Искусство - это игра. Интервью с Мариной Альвитр

22.05.2023
Искусство - это игра. Интервью с Мариной Альвитр

Нужно ли мне, как автору, представлять Марину перед тем, как вы начнете читать? Наверно, нет. Пожалуй, только одна рекомендация: очистите ум, чтобы воспринимать информацию непредвзято, и запаситесь ручкой и бумагой, чтобы фиксировать важные мысли.

Мы поговорили с Мариной обо всем, но при этом - о самом главном. Как понимать искусство? В чем его трансформационная сила? Почему художник несет такую же ответственность, как водитель автомобиля? Какие последствия нас ждут, если арт-профессионалы не будут фильтровать то, что потребляет зритель?

Как ты пришла к искусству, с учетом того, что ты им не занималась?

Я им не занималась профессионально, но интересовалась. Ходила по галереям и музеям, когда была маленькой, и привыкла к искусству в своей жизни.

В момент обучения в Лондоне я встретила людей, которым было интересно посещать музеи и галереи, и стала ходить с ними. Я увидела, что существует много классных пространств, тех самых white cube.

Как-то я зашла в галерею Gagosian, на Bond Street. Она крохотная. Там висели 4 абстрактных работы Рихтера, и это был абсолютный космос. Я ничего не знала ни про Рихтера, ни про искусство, но стояла минут 40 и разглядывала работы. В какой-то момент охранник начал давать какие-то бумажки, потому что понял, что я очень сильно переживаю этот момент взаимодействия с искусством. Из них я узнала, кто такой Герхард Рихтер, что такое галерея Gagosian. А главное — что таких галерей в Лондоне много, и пошла их смотреть.

[ПИСЬМЕННОЕ ЗАДАНИЕ 1]
Сколько работ Рихтера висело в галерее Gagosian на Bond Street, согласно предложенному тексту?

[ПЕРЕЧЕНЬ ЗАПИСЕЙ]
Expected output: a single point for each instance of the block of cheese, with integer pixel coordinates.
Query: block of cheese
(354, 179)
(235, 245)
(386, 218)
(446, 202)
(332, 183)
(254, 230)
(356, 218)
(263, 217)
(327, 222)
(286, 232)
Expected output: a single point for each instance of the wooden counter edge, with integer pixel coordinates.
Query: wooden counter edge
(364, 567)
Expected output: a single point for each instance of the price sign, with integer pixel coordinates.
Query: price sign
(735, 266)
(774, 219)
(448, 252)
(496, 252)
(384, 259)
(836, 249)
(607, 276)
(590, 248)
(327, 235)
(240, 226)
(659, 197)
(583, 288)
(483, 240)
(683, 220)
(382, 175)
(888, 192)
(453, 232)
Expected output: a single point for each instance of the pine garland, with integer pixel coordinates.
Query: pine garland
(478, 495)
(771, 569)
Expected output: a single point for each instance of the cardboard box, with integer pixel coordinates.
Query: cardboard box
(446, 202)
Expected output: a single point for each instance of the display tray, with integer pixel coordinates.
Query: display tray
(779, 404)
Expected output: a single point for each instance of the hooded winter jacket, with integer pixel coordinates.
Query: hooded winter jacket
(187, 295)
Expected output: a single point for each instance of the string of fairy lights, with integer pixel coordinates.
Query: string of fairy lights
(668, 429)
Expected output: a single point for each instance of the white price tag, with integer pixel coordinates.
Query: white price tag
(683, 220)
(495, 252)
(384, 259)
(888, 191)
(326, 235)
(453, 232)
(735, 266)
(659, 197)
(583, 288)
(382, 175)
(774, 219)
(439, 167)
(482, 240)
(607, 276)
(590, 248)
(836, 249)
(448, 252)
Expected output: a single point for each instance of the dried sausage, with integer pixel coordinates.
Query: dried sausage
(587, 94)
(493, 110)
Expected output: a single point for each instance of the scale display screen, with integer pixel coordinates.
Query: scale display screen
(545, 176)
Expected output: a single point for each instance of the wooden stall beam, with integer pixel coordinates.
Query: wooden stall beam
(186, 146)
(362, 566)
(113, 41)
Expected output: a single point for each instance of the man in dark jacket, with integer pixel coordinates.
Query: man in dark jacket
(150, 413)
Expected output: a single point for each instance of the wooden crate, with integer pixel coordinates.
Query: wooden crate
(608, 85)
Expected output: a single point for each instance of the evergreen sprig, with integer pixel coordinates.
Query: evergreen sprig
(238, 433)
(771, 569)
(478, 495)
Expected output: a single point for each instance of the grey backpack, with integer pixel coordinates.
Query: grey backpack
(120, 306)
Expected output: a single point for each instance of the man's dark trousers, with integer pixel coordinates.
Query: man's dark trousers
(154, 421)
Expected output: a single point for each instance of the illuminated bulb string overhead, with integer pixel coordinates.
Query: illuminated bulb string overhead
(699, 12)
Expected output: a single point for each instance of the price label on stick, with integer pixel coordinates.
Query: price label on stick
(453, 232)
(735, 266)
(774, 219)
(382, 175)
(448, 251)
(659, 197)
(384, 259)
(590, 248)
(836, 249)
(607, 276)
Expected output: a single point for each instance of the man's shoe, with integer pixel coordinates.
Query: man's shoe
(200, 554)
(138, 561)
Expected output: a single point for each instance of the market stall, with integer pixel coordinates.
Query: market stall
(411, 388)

...

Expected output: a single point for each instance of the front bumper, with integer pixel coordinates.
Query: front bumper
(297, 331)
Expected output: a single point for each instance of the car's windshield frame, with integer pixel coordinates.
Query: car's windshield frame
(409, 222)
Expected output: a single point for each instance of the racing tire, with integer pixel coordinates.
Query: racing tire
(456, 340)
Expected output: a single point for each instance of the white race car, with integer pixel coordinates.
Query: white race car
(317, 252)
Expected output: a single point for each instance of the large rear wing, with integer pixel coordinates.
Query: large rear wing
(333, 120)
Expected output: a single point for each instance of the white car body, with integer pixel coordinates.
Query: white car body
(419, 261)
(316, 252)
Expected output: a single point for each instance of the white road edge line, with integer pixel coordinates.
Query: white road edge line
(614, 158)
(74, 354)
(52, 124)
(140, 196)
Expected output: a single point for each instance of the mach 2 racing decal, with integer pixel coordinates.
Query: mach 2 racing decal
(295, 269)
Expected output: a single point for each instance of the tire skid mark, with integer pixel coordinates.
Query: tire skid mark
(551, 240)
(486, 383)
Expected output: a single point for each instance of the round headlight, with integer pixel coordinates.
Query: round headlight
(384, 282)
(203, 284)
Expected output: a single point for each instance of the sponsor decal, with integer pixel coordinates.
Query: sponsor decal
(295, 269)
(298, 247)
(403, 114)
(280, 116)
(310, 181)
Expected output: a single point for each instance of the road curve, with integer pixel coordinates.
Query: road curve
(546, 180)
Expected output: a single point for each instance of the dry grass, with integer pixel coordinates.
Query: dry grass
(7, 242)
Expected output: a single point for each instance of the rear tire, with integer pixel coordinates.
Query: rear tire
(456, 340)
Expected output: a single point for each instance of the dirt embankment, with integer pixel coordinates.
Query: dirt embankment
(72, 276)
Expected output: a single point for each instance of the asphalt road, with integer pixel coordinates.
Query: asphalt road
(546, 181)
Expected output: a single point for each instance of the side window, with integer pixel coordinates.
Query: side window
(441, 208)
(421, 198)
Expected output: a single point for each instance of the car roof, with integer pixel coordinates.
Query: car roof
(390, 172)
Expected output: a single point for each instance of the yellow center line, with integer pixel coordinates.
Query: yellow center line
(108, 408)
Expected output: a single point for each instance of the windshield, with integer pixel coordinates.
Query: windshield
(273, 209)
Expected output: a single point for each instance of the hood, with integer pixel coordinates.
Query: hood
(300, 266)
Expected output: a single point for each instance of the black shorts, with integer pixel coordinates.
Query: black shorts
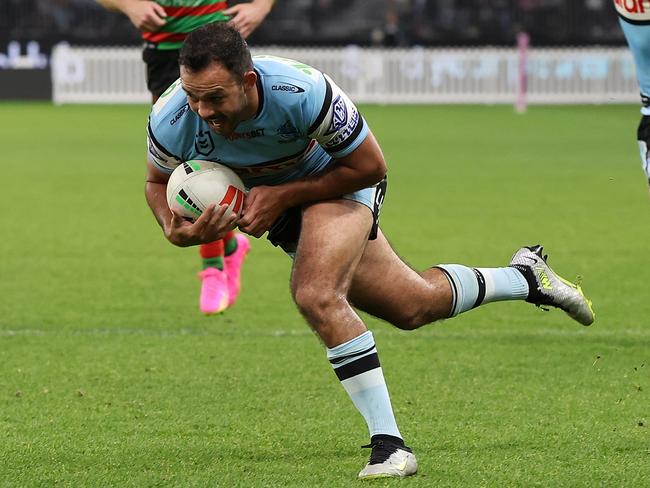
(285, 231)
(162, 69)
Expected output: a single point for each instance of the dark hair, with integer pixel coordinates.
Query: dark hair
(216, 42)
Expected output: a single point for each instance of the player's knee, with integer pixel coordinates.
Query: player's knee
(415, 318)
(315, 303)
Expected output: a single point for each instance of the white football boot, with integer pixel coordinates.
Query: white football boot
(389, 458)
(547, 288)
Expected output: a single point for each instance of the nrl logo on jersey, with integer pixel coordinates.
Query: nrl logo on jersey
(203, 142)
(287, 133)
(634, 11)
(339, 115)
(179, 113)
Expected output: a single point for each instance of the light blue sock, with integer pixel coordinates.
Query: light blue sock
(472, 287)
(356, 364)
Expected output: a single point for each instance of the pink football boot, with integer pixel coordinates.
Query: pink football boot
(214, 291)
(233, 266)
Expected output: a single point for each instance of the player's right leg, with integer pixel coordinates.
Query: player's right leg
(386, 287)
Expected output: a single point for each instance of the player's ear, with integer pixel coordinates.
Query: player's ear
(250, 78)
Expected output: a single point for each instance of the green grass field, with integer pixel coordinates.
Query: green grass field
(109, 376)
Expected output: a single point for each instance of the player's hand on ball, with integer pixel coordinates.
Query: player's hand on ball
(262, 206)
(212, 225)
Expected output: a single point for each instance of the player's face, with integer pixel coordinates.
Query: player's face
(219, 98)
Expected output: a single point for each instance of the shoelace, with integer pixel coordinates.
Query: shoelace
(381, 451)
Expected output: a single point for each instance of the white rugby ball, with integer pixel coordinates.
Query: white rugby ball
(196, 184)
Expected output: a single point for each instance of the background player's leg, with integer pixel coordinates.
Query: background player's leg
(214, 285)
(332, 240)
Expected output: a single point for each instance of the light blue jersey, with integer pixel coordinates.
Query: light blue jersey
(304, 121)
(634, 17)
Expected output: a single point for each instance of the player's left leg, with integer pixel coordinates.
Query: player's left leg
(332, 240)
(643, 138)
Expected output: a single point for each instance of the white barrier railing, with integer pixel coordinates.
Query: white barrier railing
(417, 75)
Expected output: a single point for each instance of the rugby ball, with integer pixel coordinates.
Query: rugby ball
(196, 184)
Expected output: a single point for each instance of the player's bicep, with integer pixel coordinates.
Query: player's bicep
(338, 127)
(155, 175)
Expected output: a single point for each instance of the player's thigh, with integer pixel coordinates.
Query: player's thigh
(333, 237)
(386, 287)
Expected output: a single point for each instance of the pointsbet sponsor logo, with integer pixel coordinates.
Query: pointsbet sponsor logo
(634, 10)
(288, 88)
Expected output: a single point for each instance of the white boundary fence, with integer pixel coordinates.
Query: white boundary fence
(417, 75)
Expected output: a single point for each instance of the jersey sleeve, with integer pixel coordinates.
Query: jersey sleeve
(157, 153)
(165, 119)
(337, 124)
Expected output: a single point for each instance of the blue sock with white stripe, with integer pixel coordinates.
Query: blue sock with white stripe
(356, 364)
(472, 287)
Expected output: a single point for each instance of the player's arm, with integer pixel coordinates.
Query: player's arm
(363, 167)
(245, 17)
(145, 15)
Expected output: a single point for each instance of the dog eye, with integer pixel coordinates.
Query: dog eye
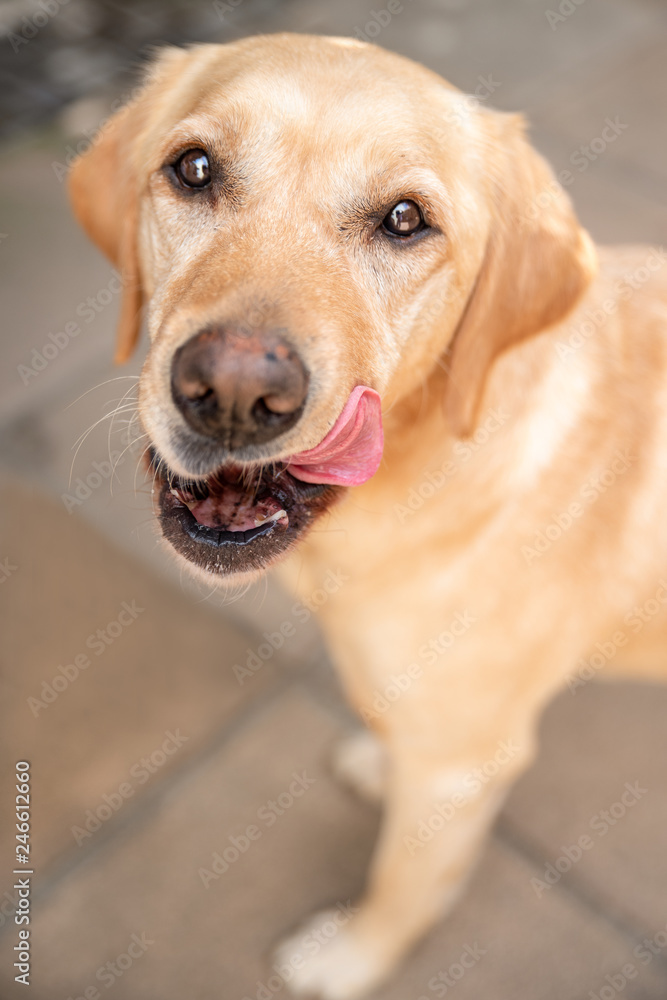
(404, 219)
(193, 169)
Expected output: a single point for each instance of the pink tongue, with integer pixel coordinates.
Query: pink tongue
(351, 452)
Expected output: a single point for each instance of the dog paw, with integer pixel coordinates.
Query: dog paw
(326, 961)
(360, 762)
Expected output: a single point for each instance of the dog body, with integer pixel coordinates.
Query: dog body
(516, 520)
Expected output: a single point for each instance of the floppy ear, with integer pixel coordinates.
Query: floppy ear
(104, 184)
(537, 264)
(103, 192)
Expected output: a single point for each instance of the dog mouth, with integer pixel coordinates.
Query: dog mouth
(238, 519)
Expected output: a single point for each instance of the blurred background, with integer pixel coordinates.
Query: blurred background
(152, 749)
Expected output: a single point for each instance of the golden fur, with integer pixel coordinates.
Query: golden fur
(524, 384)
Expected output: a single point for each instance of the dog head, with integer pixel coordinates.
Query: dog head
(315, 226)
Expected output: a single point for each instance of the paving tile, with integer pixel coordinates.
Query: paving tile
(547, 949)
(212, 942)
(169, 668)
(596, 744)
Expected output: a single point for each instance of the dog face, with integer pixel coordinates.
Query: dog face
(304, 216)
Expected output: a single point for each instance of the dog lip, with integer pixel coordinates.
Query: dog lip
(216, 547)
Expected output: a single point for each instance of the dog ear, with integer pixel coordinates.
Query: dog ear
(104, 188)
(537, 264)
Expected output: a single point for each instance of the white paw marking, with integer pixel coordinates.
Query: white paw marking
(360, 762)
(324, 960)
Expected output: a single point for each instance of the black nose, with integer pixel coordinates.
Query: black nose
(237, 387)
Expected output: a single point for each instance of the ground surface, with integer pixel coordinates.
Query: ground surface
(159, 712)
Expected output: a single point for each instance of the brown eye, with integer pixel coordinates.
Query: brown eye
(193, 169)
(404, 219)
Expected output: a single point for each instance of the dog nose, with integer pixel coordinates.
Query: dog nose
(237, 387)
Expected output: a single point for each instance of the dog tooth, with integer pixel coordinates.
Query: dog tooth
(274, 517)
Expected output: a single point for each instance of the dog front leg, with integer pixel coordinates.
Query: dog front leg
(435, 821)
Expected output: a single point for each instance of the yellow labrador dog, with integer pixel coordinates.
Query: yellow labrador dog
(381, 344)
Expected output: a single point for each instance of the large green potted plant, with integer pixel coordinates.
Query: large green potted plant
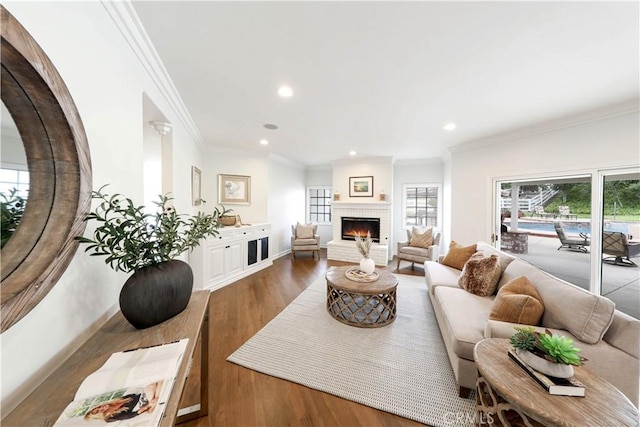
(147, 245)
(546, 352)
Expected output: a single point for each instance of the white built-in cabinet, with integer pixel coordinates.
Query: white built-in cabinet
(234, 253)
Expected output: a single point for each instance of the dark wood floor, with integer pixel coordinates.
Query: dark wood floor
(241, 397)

...

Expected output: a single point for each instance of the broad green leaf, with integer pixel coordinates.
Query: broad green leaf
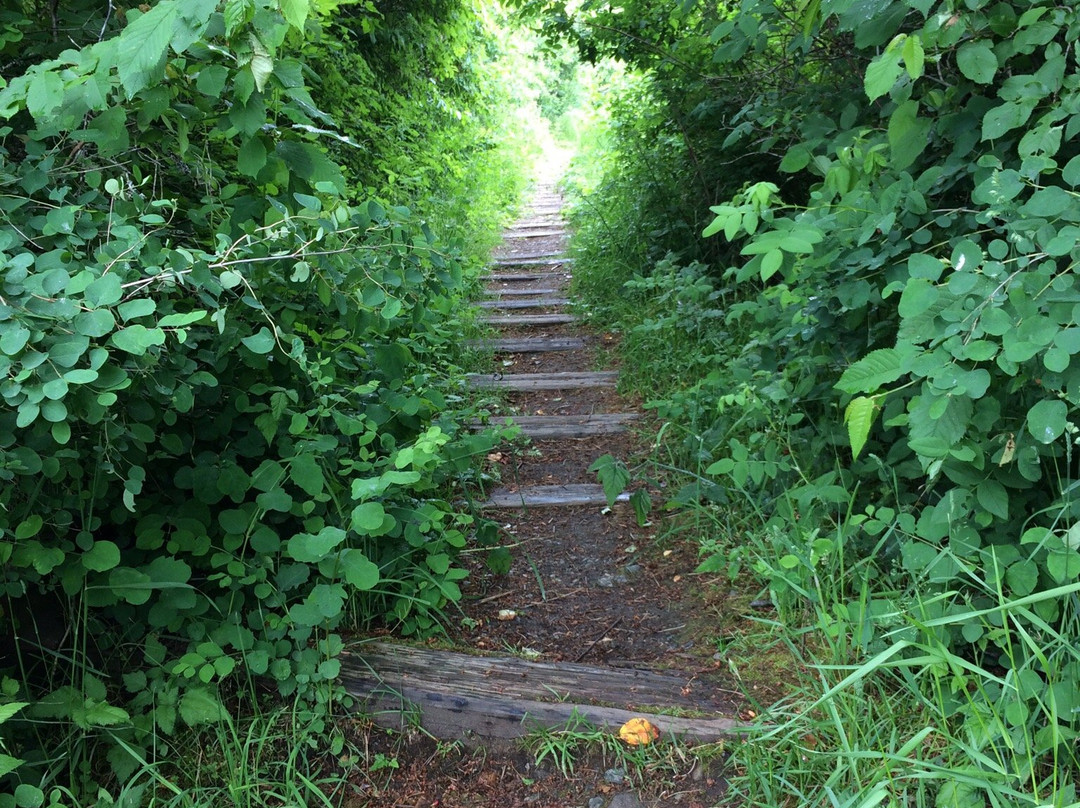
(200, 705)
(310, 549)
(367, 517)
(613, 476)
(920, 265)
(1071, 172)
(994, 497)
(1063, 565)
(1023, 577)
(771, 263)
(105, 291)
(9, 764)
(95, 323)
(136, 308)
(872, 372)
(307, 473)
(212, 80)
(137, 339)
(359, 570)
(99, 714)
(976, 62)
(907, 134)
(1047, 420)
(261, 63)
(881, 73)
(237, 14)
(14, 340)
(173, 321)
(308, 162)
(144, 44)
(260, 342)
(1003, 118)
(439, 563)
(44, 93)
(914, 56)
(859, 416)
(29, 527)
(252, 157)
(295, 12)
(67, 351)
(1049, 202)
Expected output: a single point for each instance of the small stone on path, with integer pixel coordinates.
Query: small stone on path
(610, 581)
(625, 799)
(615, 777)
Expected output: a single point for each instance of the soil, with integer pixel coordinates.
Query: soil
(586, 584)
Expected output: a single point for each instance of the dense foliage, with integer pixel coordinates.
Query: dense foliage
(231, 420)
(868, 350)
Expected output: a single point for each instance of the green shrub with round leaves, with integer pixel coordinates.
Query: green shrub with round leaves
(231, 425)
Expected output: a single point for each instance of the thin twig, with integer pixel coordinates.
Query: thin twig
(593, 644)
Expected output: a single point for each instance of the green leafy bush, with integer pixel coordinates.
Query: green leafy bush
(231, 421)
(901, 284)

[ПИСЬМЕННОЕ ЗАДАНИЕ 2]
Выберите из записей все строки, в которых встречается строка «pointsbet», и скопируйте их. Регистр букв имеет значение.

[ПОЛНЫЙ ОТВЕТ 1]
Там висели четыре абстрактные работы Рихтера.

[ПОЛНЫЙ ОТВЕТ 2]
Expected output: a single point for each instance of the pointsbet sponsor logo, with integer pixel coordinates.
Query: pointsbet sponsor logo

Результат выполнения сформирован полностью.